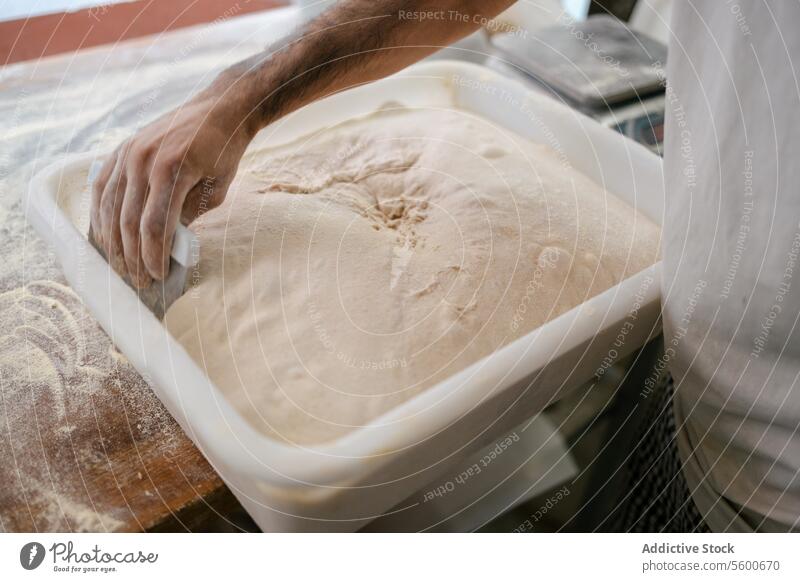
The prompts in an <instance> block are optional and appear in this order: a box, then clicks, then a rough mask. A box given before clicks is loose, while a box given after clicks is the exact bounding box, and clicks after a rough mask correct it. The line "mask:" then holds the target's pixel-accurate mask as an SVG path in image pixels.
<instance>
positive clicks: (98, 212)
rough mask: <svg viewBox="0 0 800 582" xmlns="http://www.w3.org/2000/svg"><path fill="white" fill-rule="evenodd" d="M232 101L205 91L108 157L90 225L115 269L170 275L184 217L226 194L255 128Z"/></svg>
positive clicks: (220, 203) (221, 200)
mask: <svg viewBox="0 0 800 582" xmlns="http://www.w3.org/2000/svg"><path fill="white" fill-rule="evenodd" d="M234 101H235V100H233V99H231V100H230V101H228V102H227V103H226V100H225V98H223V97H221V96H220V95H219V94H218V93H217V92H215V91H206V92H204V93H202V94H200V95H198V96H197V97H195V98H193V99H192V100H190V101H189V102H187V103H186V104H184V105H182V106H181V107H179V108H178V109H175V110H174V111H171V112H169V113H167V114H166V115H164V116H162V117H161V118H159V119H158V120H156V121H154V122H153V123H151V124H150V125H148V126H146V127H144V128H143V129H141V130H140V131H139V132H137V133H136V134H135V135H133V136H132V137H131V138H129V139H128V140H127V141H125V142H123V143H122V144H121V145H120V146H119V147H118V148H117V149H116V150H115V151H114V153H113V154H111V156H109V158H108V159H106V161H105V163H104V164H103V167H102V169H101V170H100V173H99V175H98V176H97V179H96V180H95V182H94V185H93V190H92V210H91V224H92V231H93V234H94V237H95V241H96V242H97V244H99V245H101V248H103V249H104V250H105V251H106V256H107V257H108V262H109V263H110V264H111V266H112V267H113V268H114V270H116V271H117V272H118V273H120V274H121V275H126V274H127V275H128V276H129V278H130V280H131V282H132V283H133V284H134V285H136V286H137V287H139V288H142V287H146V286H148V285H149V284H150V283H151V282H152V280H153V279H156V280H161V279H163V278H164V277H166V275H167V271H168V269H169V256H170V251H171V249H172V238H173V235H174V233H175V229H176V226H177V223H178V220H181V221H182V222H183V224H187V225H188V224H189V223H190V222H192V221H193V220H194V219H195V218H197V216H198V215H199V214H202V213H203V212H205V211H206V210H208V209H211V208H214V207H216V206H218V205H219V204H221V203H222V201H223V200H224V198H225V195H226V194H227V191H228V187H229V186H230V183H231V181H232V180H233V177H234V176H235V174H236V170H237V168H238V166H239V161H240V159H241V157H242V155H243V154H244V151H245V149H246V148H247V145H248V144H249V143H250V141H251V140H252V138H253V135H254V134H255V131H254V129H253V128H252V127H249V126H248V125H247V124H246V123H245V121H244V120H245V117H246V114H242V113H241V111H242V110H241V108H237V107H236V106H235V105H234ZM237 111H238V113H237Z"/></svg>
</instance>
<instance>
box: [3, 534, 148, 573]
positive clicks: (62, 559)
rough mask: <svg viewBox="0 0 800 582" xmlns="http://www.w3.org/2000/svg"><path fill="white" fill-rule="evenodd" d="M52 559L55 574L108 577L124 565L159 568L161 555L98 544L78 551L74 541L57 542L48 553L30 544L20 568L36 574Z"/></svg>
mask: <svg viewBox="0 0 800 582" xmlns="http://www.w3.org/2000/svg"><path fill="white" fill-rule="evenodd" d="M48 555H49V556H50V558H51V560H52V562H51V564H52V570H53V572H63V573H70V574H77V573H80V574H94V573H100V574H108V573H113V572H118V571H119V566H120V565H134V564H138V565H143V564H155V563H156V562H157V561H158V554H157V553H154V552H148V553H145V552H143V551H141V550H136V551H130V552H124V551H123V552H119V551H105V550H103V548H101V547H100V546H99V545H97V544H95V545H94V546H93V547H91V548H89V549H88V550H76V547H75V545H74V544H73V542H72V541H68V542H56V543H54V544H53V545H52V546H50V548H49V549H47V550H45V547H44V546H43V545H42V544H40V543H39V542H29V543H27V544H25V545H24V546H22V549H21V550H20V553H19V561H20V565H21V566H22V567H23V568H25V569H26V570H35V569H36V568H38V567H39V566H41V565H42V564H43V563H44V560H45V558H46V557H47V556H48Z"/></svg>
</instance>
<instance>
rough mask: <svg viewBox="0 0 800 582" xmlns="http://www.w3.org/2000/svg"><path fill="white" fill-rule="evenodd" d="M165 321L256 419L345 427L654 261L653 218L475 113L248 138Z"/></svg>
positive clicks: (368, 119) (392, 117) (467, 364)
mask: <svg viewBox="0 0 800 582" xmlns="http://www.w3.org/2000/svg"><path fill="white" fill-rule="evenodd" d="M193 228H194V229H195V231H196V232H197V233H198V235H199V237H200V240H201V249H202V252H201V263H200V270H199V273H198V278H197V284H196V286H195V287H194V288H193V289H192V290H191V291H190V292H188V293H187V294H186V295H185V296H184V297H182V298H181V299H180V300H179V301H178V302H177V303H175V304H174V306H173V307H172V308H171V309H170V311H169V313H168V315H167V319H166V321H167V325H168V327H169V329H170V331H171V332H172V333H173V334H174V335H175V336H176V337H177V339H178V340H179V341H180V342H181V343H182V344H183V345H184V346H185V347H186V349H187V350H188V351H189V353H190V354H191V355H192V356H193V357H194V358H195V360H196V361H197V362H198V363H199V365H200V366H202V367H203V368H205V369H206V370H207V373H208V374H209V375H210V377H211V378H212V379H213V380H214V381H215V383H216V385H217V386H218V387H219V388H220V389H221V390H222V391H223V392H224V393H225V395H226V397H227V398H228V399H229V400H230V401H231V403H232V404H233V405H234V406H235V407H236V408H237V409H238V410H239V411H240V412H241V413H242V414H243V415H244V417H245V418H246V419H247V420H248V421H249V422H250V423H252V425H253V426H254V427H256V429H257V430H260V431H262V432H265V433H267V434H270V435H272V436H273V437H275V438H278V439H285V440H286V441H288V442H295V443H304V444H305V443H319V442H324V441H328V440H331V439H334V438H336V437H339V436H341V435H343V434H345V433H346V432H348V431H350V430H352V429H353V427H358V426H362V425H364V424H365V423H368V422H370V421H371V420H373V419H375V418H376V417H377V416H379V415H380V414H382V413H384V412H386V411H388V410H389V409H391V408H392V407H394V406H396V405H398V404H399V403H401V402H403V401H405V400H407V399H409V398H411V397H412V396H414V395H415V394H417V393H418V392H420V391H422V390H424V389H426V388H428V387H430V386H432V385H434V384H435V383H436V382H438V381H440V380H442V379H444V378H446V377H448V376H450V375H452V374H453V373H455V372H457V371H459V370H461V369H463V368H464V367H465V366H467V365H468V364H470V363H472V362H474V361H476V360H478V359H479V358H481V357H483V356H486V355H487V354H489V353H491V352H492V351H493V350H496V349H497V348H499V347H501V346H503V345H504V344H507V343H508V342H510V341H512V340H514V339H516V338H518V337H520V336H522V335H524V334H525V333H527V332H529V331H530V330H532V329H534V328H536V327H538V326H539V325H541V324H542V323H544V322H546V321H548V320H550V319H552V318H553V317H555V316H557V315H559V314H561V313H563V312H564V311H567V310H568V309H570V308H572V307H574V306H575V305H577V304H579V303H581V302H583V301H585V300H586V299H588V298H589V297H591V296H593V295H595V294H597V293H599V292H601V291H603V290H605V289H607V288H608V287H610V286H612V285H614V284H615V283H617V282H618V281H620V280H621V279H623V278H624V277H626V276H628V275H631V274H633V273H635V272H637V271H639V270H641V269H643V268H645V267H646V266H648V265H650V264H652V263H653V262H654V261H655V260H656V259H657V255H658V238H659V231H658V228H657V227H656V226H655V225H654V224H653V223H652V222H650V221H649V220H647V219H646V218H644V217H643V216H642V215H640V214H638V213H636V212H635V211H634V210H633V209H632V208H630V207H628V206H627V205H626V204H624V203H622V202H621V201H619V200H618V199H616V198H615V197H613V196H611V195H609V194H608V193H607V192H606V191H605V190H604V189H602V188H601V187H599V186H598V185H597V184H595V183H594V182H592V181H590V180H589V179H588V178H586V177H585V176H584V175H582V174H580V173H579V172H577V171H575V170H573V169H570V168H569V167H567V166H566V165H565V163H564V161H563V160H562V159H561V158H559V156H558V155H557V154H556V152H555V151H553V150H552V149H550V148H548V147H545V146H542V145H537V144H534V143H531V142H529V141H527V140H525V139H523V138H521V137H519V136H516V135H511V134H510V133H509V132H508V131H506V130H503V129H502V128H499V127H497V126H494V125H492V124H491V123H489V122H488V121H486V120H484V119H481V118H476V117H473V116H472V115H471V114H469V113H467V112H463V111H441V110H437V111H423V110H419V111H410V110H401V111H388V110H387V111H381V112H378V113H376V114H374V115H372V116H370V117H368V118H366V119H362V120H357V121H351V122H349V123H347V124H344V125H341V126H338V127H335V128H331V129H328V130H327V131H323V132H319V133H317V134H315V135H313V136H309V137H307V138H304V139H301V140H298V141H296V142H294V143H292V144H289V145H287V146H283V147H281V148H279V149H272V150H269V149H266V150H265V149H262V150H260V151H254V152H250V153H249V154H248V156H247V157H246V158H245V160H244V161H243V163H242V167H241V169H240V172H239V174H238V177H237V180H236V182H235V183H234V184H233V186H232V187H231V190H230V193H229V196H228V198H227V200H226V201H225V203H224V204H223V205H222V206H221V207H219V208H218V209H216V210H213V211H211V212H209V213H207V214H206V215H204V216H203V217H202V218H201V219H200V220H199V221H198V222H196V223H195V226H194V227H193Z"/></svg>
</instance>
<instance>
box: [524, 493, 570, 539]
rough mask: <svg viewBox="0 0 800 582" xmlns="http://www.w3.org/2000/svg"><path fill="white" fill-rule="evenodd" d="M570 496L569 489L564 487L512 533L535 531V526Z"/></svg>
mask: <svg viewBox="0 0 800 582" xmlns="http://www.w3.org/2000/svg"><path fill="white" fill-rule="evenodd" d="M569 494H570V491H569V487H567V486H566V485H564V486H563V487H562V488H561V489H559V490H558V491H556V492H555V493H553V494H552V495H551V496H550V497H548V498H547V500H546V501H545V502H544V503H543V504H542V505H541V506H540V507H539V509H537V510H536V511H534V512H533V513H532V514H531V515H530V516H529V517H528V518H527V519H526V520H525V521H523V522H522V523H521V524H519V525H518V526H517V527H515V528H514V529H513V530H511V533H525V532H529V531H531V530H532V529H533V526H534V524H536V523H537V522H539V521H541V519H542V518H543V517H544V516H545V515H547V513H548V512H550V511H552V509H553V508H554V507H555V506H556V505H558V504H559V503H560V502H561V501H562V500H563V499H564V498H566V497H567V496H568V495H569Z"/></svg>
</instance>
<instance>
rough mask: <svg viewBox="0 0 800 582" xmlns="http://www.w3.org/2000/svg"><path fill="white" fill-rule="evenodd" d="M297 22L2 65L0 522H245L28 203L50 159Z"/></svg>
mask: <svg viewBox="0 0 800 582" xmlns="http://www.w3.org/2000/svg"><path fill="white" fill-rule="evenodd" d="M293 24H294V12H293V11H290V10H279V11H274V12H273V13H260V14H256V15H249V16H245V17H241V18H236V19H232V20H229V21H225V22H220V23H216V24H214V25H211V26H208V27H201V28H193V29H185V30H180V31H175V32H170V33H167V34H164V35H161V36H160V37H150V38H145V39H140V40H137V41H131V42H126V43H124V44H123V45H118V46H117V47H116V48H114V49H113V50H112V48H109V47H102V48H99V49H92V50H87V51H81V52H79V53H71V54H66V55H62V56H59V57H53V58H50V59H46V60H42V61H38V62H29V63H21V64H18V65H13V66H10V67H5V68H2V69H0V253H1V254H0V530H2V531H37V532H42V531H112V530H115V531H117V530H118V531H141V530H160V531H163V530H181V531H184V530H191V531H198V530H215V531H218V530H239V529H245V530H247V529H254V528H255V525H254V524H253V523H252V522H251V521H250V520H249V518H248V517H247V516H246V514H245V513H244V512H243V510H242V509H241V507H240V506H239V504H238V503H237V502H236V500H235V498H234V497H233V495H232V494H231V493H230V491H229V490H228V489H227V488H226V487H225V485H224V484H223V482H222V480H221V479H220V477H219V476H218V475H217V474H216V472H215V471H214V469H213V467H211V466H210V465H209V463H208V462H207V461H206V460H205V459H204V458H203V456H202V455H201V454H200V452H199V451H198V450H197V449H196V448H195V447H194V445H193V444H192V442H191V441H190V440H189V439H188V438H187V437H186V436H185V435H184V433H183V432H182V431H181V429H180V428H179V427H178V425H177V424H176V423H175V421H174V420H173V419H172V418H171V416H170V415H169V413H168V412H167V411H166V410H165V409H164V407H163V406H162V405H161V403H160V402H159V401H158V399H157V398H156V397H155V395H154V394H153V393H152V392H151V391H150V389H149V387H148V386H147V384H146V383H145V381H144V380H143V379H142V378H141V377H140V376H139V375H138V374H137V372H136V371H135V370H134V369H133V368H132V367H131V365H130V364H128V362H127V360H126V359H125V358H124V356H122V355H121V354H119V353H118V352H117V351H116V350H115V349H114V347H113V345H112V344H111V342H110V340H109V339H108V337H107V336H106V335H105V333H104V332H103V331H102V330H101V329H100V328H99V327H98V325H97V323H96V322H95V321H94V320H93V319H92V317H91V315H90V314H89V313H88V312H87V311H86V310H85V309H84V307H83V306H82V304H81V302H80V300H79V299H78V297H77V296H76V295H75V294H74V293H73V292H72V290H71V289H70V288H69V287H67V286H66V282H65V280H64V278H63V275H62V274H61V272H60V268H59V265H58V263H57V262H56V261H55V259H54V255H53V253H52V251H51V250H49V249H48V248H46V246H45V245H44V243H43V242H42V241H41V240H40V239H38V238H37V237H36V235H35V234H34V232H33V230H32V229H31V228H30V226H29V225H28V224H27V222H26V221H25V220H24V207H25V202H24V200H25V194H26V191H27V187H28V182H29V180H30V177H31V176H32V175H33V174H34V173H35V172H36V171H37V170H38V169H41V168H42V167H43V166H44V165H46V164H47V163H49V162H51V161H53V160H54V159H57V158H58V157H60V156H62V155H64V154H65V153H68V152H81V151H87V150H90V149H93V148H98V147H110V146H113V145H116V144H117V143H118V142H119V141H120V140H121V139H123V138H124V137H126V136H127V135H128V134H129V133H130V132H131V131H132V130H133V129H134V128H135V127H136V126H137V125H141V124H144V123H146V122H148V121H149V120H151V119H153V118H154V117H156V116H157V115H159V114H160V113H162V112H163V111H166V110H168V109H170V108H172V107H174V106H175V105H177V104H179V103H180V102H181V101H182V100H183V99H185V98H186V97H187V96H188V95H189V94H190V93H192V92H193V91H195V90H196V88H198V87H200V86H202V85H203V84H205V83H207V82H208V81H209V80H210V77H209V71H211V72H212V74H213V71H215V70H218V69H220V68H221V67H223V66H225V65H227V64H229V63H232V62H234V61H237V60H239V59H241V58H243V57H245V56H248V55H250V54H252V53H254V52H256V51H258V50H261V49H262V48H263V47H264V45H265V44H267V43H268V42H270V41H271V40H273V39H274V38H276V37H277V36H279V35H280V34H283V33H285V32H288V30H290V29H291V27H292V25H293Z"/></svg>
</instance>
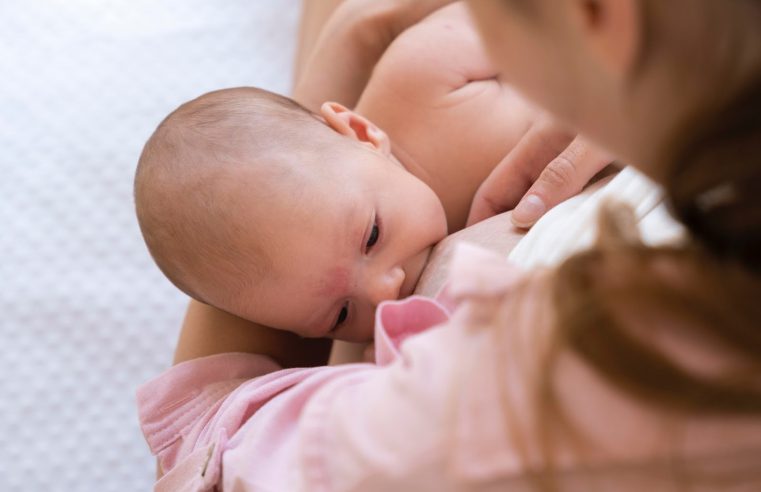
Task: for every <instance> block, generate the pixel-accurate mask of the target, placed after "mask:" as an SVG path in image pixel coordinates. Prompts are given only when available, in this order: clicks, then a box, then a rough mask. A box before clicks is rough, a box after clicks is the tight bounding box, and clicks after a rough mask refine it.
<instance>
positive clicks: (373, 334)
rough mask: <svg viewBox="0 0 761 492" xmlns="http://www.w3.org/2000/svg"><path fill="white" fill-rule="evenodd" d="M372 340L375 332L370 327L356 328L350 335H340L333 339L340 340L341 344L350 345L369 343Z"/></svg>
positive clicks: (371, 327)
mask: <svg viewBox="0 0 761 492" xmlns="http://www.w3.org/2000/svg"><path fill="white" fill-rule="evenodd" d="M374 339H375V330H374V329H373V327H372V325H367V326H363V327H357V328H356V329H355V330H352V331H351V332H350V333H341V334H340V335H336V336H335V337H334V340H341V341H343V342H351V343H370V342H372V341H373V340H374Z"/></svg>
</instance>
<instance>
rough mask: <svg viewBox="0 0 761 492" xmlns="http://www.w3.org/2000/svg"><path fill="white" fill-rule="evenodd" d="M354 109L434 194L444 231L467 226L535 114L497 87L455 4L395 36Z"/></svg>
mask: <svg viewBox="0 0 761 492" xmlns="http://www.w3.org/2000/svg"><path fill="white" fill-rule="evenodd" d="M356 109H357V111H358V112H359V113H361V114H363V115H365V116H366V117H368V118H369V119H370V120H372V121H373V122H374V123H376V124H377V125H378V126H379V127H380V128H382V129H383V130H384V131H386V133H388V135H389V137H390V139H391V142H392V149H393V152H394V154H395V155H396V156H397V157H398V158H399V159H400V160H401V161H402V162H403V163H404V164H405V165H406V166H407V167H408V169H410V170H411V171H412V172H414V173H415V174H416V175H417V176H418V177H420V178H421V179H423V180H424V181H425V182H426V183H428V185H429V186H431V187H432V188H433V190H434V191H435V192H436V193H437V194H438V196H439V198H440V199H441V201H442V203H443V204H444V208H445V210H446V212H447V219H448V222H449V230H450V232H454V231H456V230H459V229H461V228H462V227H464V226H465V220H466V219H467V216H468V210H469V209H470V203H471V201H472V199H473V195H474V194H475V192H476V190H477V189H478V186H479V185H480V184H481V182H482V181H483V180H484V179H485V178H486V176H488V174H489V173H490V172H491V170H492V169H493V168H494V167H495V166H496V165H497V163H499V161H500V160H501V159H502V158H503V157H504V156H505V155H507V153H508V152H509V151H510V150H511V149H512V148H513V147H514V146H515V144H516V143H517V141H518V139H519V138H520V137H521V136H522V135H523V134H524V133H525V131H526V130H527V129H528V126H529V124H530V122H531V119H532V117H533V114H534V110H533V109H532V108H530V106H529V105H528V104H526V103H525V102H524V101H523V99H522V98H521V97H520V96H518V95H517V94H516V93H515V92H514V91H512V90H511V89H510V88H509V87H507V86H505V85H504V84H502V83H500V81H499V79H498V73H497V71H496V70H495V69H494V68H492V66H491V63H490V62H489V60H488V58H487V55H486V53H485V51H484V48H483V47H482V45H481V42H480V39H479V38H478V34H477V32H476V30H475V26H474V25H473V24H472V22H471V19H470V17H469V15H468V12H467V10H466V8H465V7H464V6H463V5H461V4H454V5H451V6H449V7H447V8H444V9H442V10H439V11H437V12H436V13H434V14H433V15H431V16H430V17H428V18H426V19H425V20H423V21H422V22H420V23H419V24H416V25H415V26H413V27H411V28H410V29H408V30H407V31H405V32H404V33H403V34H402V35H400V36H399V37H398V38H397V39H396V40H395V41H394V42H393V43H392V44H391V46H390V47H389V49H388V50H387V51H386V53H385V54H384V55H383V57H382V58H381V60H380V62H379V63H378V65H377V66H376V68H375V71H374V72H373V75H372V77H371V78H370V81H369V82H368V85H367V87H366V88H365V90H364V92H363V94H362V97H361V99H360V101H359V103H358V104H357V108H356Z"/></svg>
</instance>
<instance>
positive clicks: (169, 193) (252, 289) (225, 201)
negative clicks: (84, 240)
mask: <svg viewBox="0 0 761 492" xmlns="http://www.w3.org/2000/svg"><path fill="white" fill-rule="evenodd" d="M462 9H463V7H462V6H461V5H453V6H451V7H448V8H445V9H442V10H440V11H438V12H437V13H435V14H433V15H432V16H430V17H428V18H427V19H426V20H424V21H423V22H421V23H419V24H417V25H415V26H414V27H412V28H410V29H408V30H407V31H405V32H404V33H403V34H402V35H401V36H400V37H399V38H397V39H396V40H395V41H394V43H393V44H392V45H391V46H390V47H389V49H388V51H387V52H386V53H385V54H384V55H383V57H382V59H381V60H380V62H379V63H378V65H377V66H376V67H375V70H374V72H373V75H372V77H371V79H370V81H369V82H368V85H367V87H366V88H365V90H364V92H363V94H362V97H361V99H360V101H359V103H358V104H357V107H356V111H351V110H349V109H347V108H345V107H343V106H341V105H340V104H337V103H325V104H323V105H322V107H321V109H320V112H319V114H315V113H312V112H310V111H308V110H307V109H305V108H304V107H302V106H300V105H299V104H298V103H296V102H294V101H292V100H290V99H288V98H286V97H283V96H279V95H277V94H273V93H269V92H266V91H263V90H260V89H254V88H237V89H227V90H221V91H216V92H212V93H209V94H206V95H203V96H201V97H199V98H198V99H195V100H193V101H190V102H188V103H186V104H183V105H182V106H180V107H179V108H178V109H177V110H175V111H174V112H173V113H171V114H170V115H169V116H168V117H167V118H166V119H165V120H164V121H163V122H162V123H161V124H160V125H159V127H158V128H157V129H156V131H155V132H154V134H153V135H152V136H151V138H150V139H149V141H148V142H147V144H146V146H145V149H144V151H143V153H142V155H141V158H140V162H139V165H138V170H137V174H136V178H135V200H136V206H137V214H138V219H139V222H140V227H141V230H142V232H143V235H144V238H145V241H146V243H147V245H148V248H149V250H150V252H151V254H152V255H153V257H154V259H155V260H156V263H157V264H158V266H159V267H160V268H161V270H162V271H163V272H164V273H165V274H166V276H167V277H168V278H169V279H170V280H171V281H172V282H173V283H174V284H175V285H176V286H177V287H179V288H180V289H181V290H183V291H184V292H185V293H187V294H188V295H190V296H191V297H193V298H195V299H197V300H199V301H202V302H204V303H207V304H210V305H213V306H216V307H218V308H220V309H222V310H224V311H227V312H230V313H232V314H235V315H237V316H240V317H242V318H245V319H249V320H252V321H255V322H257V323H260V324H263V325H266V326H270V327H273V328H278V329H283V330H288V331H292V332H295V333H298V334H300V335H302V336H307V337H332V338H336V339H342V340H347V341H367V340H370V339H371V338H372V328H373V316H374V312H375V308H376V306H377V305H378V304H379V303H380V302H382V301H384V300H387V299H397V298H401V297H406V296H408V295H410V294H412V293H413V291H414V289H415V285H416V283H417V280H418V278H419V277H420V275H421V272H422V271H423V268H424V266H425V264H426V261H427V258H428V255H429V254H430V252H431V249H432V247H433V246H434V245H435V244H436V243H437V242H438V241H439V240H441V239H442V238H444V237H445V236H446V234H447V232H454V231H455V230H457V229H460V228H462V227H463V226H464V224H465V219H466V217H467V214H468V210H469V207H470V203H471V201H472V199H473V195H474V194H475V192H476V190H477V188H478V186H479V185H480V183H481V182H482V181H483V180H484V179H485V178H486V176H487V175H488V174H489V173H490V172H491V170H492V169H493V168H494V167H495V166H496V164H497V163H498V162H499V161H500V160H501V159H502V158H503V157H504V156H505V155H506V154H507V153H508V152H509V150H510V149H511V148H512V147H513V146H514V145H515V143H516V142H517V140H518V139H519V138H520V137H521V136H522V134H523V132H525V130H526V129H527V128H528V126H529V125H530V123H531V118H532V117H533V110H532V109H531V108H530V107H529V106H528V105H527V104H525V103H524V102H523V101H522V100H521V99H520V98H519V97H518V96H517V95H516V94H515V93H513V92H512V91H510V90H509V89H508V88H507V87H506V86H504V85H503V84H500V83H499V82H498V81H497V79H496V75H497V74H496V72H495V71H494V70H493V69H492V68H491V66H490V65H489V63H488V61H487V58H486V55H485V53H484V52H483V49H482V48H481V46H480V44H479V41H478V38H477V35H476V32H475V30H474V27H473V26H472V25H471V24H470V20H469V18H468V17H467V15H466V14H465V12H464V11H463V10H462ZM381 128H383V129H384V130H385V131H384V130H381Z"/></svg>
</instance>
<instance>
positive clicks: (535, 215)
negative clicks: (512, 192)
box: [513, 195, 547, 227]
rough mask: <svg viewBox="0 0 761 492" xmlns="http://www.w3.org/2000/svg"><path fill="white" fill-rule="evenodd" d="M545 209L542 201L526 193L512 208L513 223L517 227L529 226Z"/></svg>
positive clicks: (532, 195) (535, 220)
mask: <svg viewBox="0 0 761 492" xmlns="http://www.w3.org/2000/svg"><path fill="white" fill-rule="evenodd" d="M546 210H547V207H546V206H545V205H544V202H543V201H542V199H541V198H539V197H538V196H536V195H528V196H526V197H524V198H523V200H521V201H520V203H518V206H517V207H515V210H513V223H514V224H515V225H517V226H518V227H529V226H531V225H533V224H534V222H536V221H537V220H539V217H541V216H542V214H543V213H544V212H545V211H546Z"/></svg>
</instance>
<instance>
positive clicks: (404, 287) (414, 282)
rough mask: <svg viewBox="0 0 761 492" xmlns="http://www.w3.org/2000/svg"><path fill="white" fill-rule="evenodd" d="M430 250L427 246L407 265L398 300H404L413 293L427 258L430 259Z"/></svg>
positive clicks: (421, 275) (430, 249) (414, 290)
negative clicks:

....

ABOUT THIS EXERCISE:
Could you find every line in the records above that contains the word "block" and copy it?

ANSWER SECTION:
The prompts in an <instance> block are optional and appear in this order: a box, then clicks, then a rough mask. A box given before clicks is loose, while a box given after clicks is the exact bounding box, and clicks after a rough mask correct it. The line "mask:" then holds the target's pixel-accurate mask as an SVG path in image pixels.
Task: for every <instance> block, generate the pixel-accurate mask of the target, placed after "mask:" as an SVG path in image pixel coordinates. Prompts are given only when available, in this order: clicks, then a box, then a rough mask. A box before clicks is rough, a box after clicks is the tight bounding box, and clicks after a rough mask refine it.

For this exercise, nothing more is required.